_Brief 1_
In the Crohn's disease article, rewrite the passage starting with "The researchers randomly" and going on through "of 23 and 22.", putting "randomly allocated" in place of "randomly assigned".
_Brief 2_
According to the Crohn's disease article, why was the international clinical trial of blood stem cell transplantation set up? Answer in one to three sentences.

_Study text_
::::
Stem cell therapy does not provide significant improvement in Crohn’s disease
Posted: 17 December 2015 | | No comments yet
A clinical trial to test the effectiveness of a stem cell therapy among adults with difficult to treat Crohn’s disease has found it is not significantly better than conventional treatment in producing sustained disease remission after one year…
A clinical trial to test the effectiveness of a stem cell therapy among adults with difficult to treat Crohn’s disease has found it is not significantly better than conventional treatment in producing sustained disease remission after one year.
Patient case reports had suggested that blood stem cell transplantation (HSCT) may help some patients so an international randomised clinical trial was set up by the Nottingham Digestive Diseases Centre (NDDC) at the University of Nottingham to test this hypothesis.
The researchers randomly assigned 45 patients with Crohn’s disease who were not responsive to treatment or suitable for surgery to autologous blood stem cell treatment or a control treatment in groups of 23 and 22.
::::
_Information provided_
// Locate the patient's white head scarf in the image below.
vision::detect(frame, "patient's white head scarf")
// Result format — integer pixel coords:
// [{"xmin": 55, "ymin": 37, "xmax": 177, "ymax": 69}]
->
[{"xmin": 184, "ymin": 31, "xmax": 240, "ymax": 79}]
::::
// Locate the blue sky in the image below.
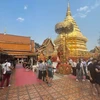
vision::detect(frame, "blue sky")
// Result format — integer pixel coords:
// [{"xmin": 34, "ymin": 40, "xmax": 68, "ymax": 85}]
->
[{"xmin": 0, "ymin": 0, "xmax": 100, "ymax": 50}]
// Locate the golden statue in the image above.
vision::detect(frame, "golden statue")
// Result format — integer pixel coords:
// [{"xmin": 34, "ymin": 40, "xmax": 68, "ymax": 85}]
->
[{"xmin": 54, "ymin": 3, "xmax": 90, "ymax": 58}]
::::
_Task output 1_
The researchers randomly allocated 45 patients with Crohn’s disease who were not responsive to treatment or suitable for surgery to autologous blood stem cell treatment or a control treatment in groups of 23 and 22.

_Task output 2_
Patient case reports had suggested that blood stem cell transplantation (HSCT) may help some patients with Crohn's disease. The Nottingham Digestive Diseases Centre (NDDC) at the University of Nottingham set up the trial to test this hypothesis.